** Task input follows **

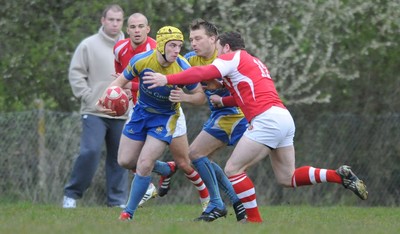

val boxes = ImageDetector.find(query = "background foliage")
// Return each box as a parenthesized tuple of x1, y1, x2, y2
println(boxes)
(0, 0, 399, 206)
(1, 0, 399, 113)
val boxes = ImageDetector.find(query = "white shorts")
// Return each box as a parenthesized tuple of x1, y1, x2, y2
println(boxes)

** End of Task input **

Your task: Give back every record above word for word, dropping pictures.

Response to the exercise:
val boxes = ImageDetector.find(query = "background foliage")
// Return each box as a parenthesized tuple of x1, y1, x2, y2
println(boxes)
(0, 0, 399, 206)
(1, 0, 399, 113)
val boxes = ImageDetector.find(query = "white shorts")
// Return each box as a parenthesized tuple of x1, y1, x2, y2
println(boxes)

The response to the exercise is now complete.